Required work =
Could every line of the data be copied out once more, exactly?

Input =

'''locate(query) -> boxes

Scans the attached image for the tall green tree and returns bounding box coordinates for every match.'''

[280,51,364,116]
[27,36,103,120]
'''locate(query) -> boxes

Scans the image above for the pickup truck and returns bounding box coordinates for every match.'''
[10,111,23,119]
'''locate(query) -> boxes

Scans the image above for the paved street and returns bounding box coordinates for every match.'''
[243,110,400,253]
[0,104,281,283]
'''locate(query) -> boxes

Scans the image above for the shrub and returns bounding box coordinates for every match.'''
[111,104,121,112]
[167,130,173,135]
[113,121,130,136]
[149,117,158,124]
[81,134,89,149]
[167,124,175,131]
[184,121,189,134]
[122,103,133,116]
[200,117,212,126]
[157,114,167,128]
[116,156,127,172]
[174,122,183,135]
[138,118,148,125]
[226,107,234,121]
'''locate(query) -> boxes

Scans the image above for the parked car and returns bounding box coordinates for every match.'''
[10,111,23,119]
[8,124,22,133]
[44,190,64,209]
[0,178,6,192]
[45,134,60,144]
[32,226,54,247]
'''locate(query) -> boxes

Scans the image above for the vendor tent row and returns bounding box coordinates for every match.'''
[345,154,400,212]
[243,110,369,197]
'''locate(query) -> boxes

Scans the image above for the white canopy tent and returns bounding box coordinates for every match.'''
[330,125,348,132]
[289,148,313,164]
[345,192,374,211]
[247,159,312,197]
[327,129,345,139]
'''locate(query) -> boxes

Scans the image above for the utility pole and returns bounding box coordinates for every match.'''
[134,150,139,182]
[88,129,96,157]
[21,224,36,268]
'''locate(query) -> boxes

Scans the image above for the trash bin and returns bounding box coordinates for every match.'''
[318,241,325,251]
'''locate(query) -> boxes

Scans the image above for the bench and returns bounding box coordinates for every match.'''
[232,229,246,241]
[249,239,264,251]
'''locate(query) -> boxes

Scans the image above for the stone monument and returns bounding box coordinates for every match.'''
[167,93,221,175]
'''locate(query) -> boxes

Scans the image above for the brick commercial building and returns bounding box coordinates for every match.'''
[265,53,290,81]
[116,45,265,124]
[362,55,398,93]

Answer to the problem =
'''locate(query) -> boxes

Scans the attached image for the tall green tree and returns bounding box coordinates for every match.'''

[280,51,364,116]
[27,36,103,120]
'''locate(query) -> boxes

Scans the image above for the pickup truck and returns bounding box coordinates for every match.'''
[10,111,23,119]
'''locate(query) -> boxes

Scans the image above for the paved street and returns bounding box coordinates for every match.'''
[243,110,400,253]
[0,104,281,283]
'''locate(query) -> boxes

Scans the image above for the shrub and returns bounding box coordinates for every match.'''
[111,104,121,112]
[167,130,173,135]
[113,121,130,136]
[149,117,158,124]
[81,134,89,149]
[167,124,175,131]
[184,121,189,134]
[122,103,133,116]
[200,117,212,126]
[157,114,167,128]
[116,156,127,172]
[174,122,183,135]
[138,118,148,125]
[226,107,234,121]
'''locate(query) -> boxes

Scans the image above for the parked car and returns bounding box coordinates for every match.'''
[10,111,23,119]
[8,124,22,133]
[44,190,64,209]
[0,178,6,192]
[45,134,60,144]
[32,226,54,247]
'''locate(query) -> boxes

Scans the image above for the vendor tent row and returns bounding box coordinates for every match.'''
[345,154,400,212]
[243,110,369,197]
'''locate(query) -> boxes

Scans the image above for the white canopy tent and returns bounding box coordinates for every match.'''
[330,125,348,132]
[289,148,313,164]
[345,192,374,211]
[247,159,312,197]
[327,129,345,139]
'''locate(query) -> boxes

Scans the image above for the utility pole and returns bounding box coordinates for every match.'''
[134,150,139,182]
[88,129,96,157]
[21,224,36,268]
'''locate(query) -> boxes

Scans the image above for the trash bin and returns bounding box coordinates for every match.'''
[318,241,325,251]
'''locate(query) -> boxes

Scans the image above for the bench and returns bounding box coordinates for every match.'''
[232,229,246,241]
[249,239,264,251]
'''locate(query) -> boxes

Scans the image above for the stone monument and returns bounding box coordinates for every match.'''
[167,93,221,175]
'''locate(query) -> boxes

Scans the image above for the brick commercial building and returns bounding box coordinates for every match.'''
[265,53,290,81]
[116,45,265,124]
[362,55,398,93]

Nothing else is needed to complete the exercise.